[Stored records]
---*---
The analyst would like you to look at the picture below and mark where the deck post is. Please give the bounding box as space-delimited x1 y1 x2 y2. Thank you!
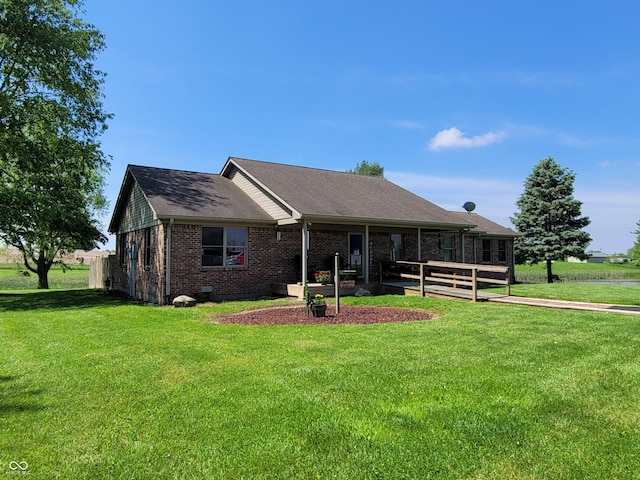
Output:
471 267 478 302
333 252 340 315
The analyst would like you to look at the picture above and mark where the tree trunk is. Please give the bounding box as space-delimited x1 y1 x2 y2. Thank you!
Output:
547 260 553 283
38 269 49 289
38 252 51 289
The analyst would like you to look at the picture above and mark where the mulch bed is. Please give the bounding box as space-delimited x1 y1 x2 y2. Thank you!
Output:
209 304 436 325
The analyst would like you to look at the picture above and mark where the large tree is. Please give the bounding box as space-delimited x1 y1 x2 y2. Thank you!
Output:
0 0 110 288
347 160 384 177
511 157 591 283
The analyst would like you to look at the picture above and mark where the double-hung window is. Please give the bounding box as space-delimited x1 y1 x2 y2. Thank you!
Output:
498 240 507 262
443 235 456 262
144 228 151 267
390 233 404 262
482 238 491 263
202 227 247 267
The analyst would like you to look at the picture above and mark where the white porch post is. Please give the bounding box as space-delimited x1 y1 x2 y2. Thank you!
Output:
362 225 371 285
300 221 309 287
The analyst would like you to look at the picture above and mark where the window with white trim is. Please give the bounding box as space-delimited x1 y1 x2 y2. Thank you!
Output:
202 227 247 267
482 238 491 263
443 235 456 262
498 240 507 262
144 227 151 267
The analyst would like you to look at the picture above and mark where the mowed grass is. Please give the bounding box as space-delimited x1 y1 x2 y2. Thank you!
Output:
0 290 640 479
515 262 640 283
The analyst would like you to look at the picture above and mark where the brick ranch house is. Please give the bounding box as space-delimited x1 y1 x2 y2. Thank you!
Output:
108 157 516 304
---*---
List every line in the items above that contains the string "white", copying each such line in full. Case matters.

The analyst would like you to look at the picture above and mark where the white porch post is. Please give the bounding box as space-delimited x1 y1 x2 y2. Thank you!
The analyst would like you to look at the picture above and mark where the window with white trim is. Please give the bounding box as space-delimited x1 y1 x2 y2. Thank you!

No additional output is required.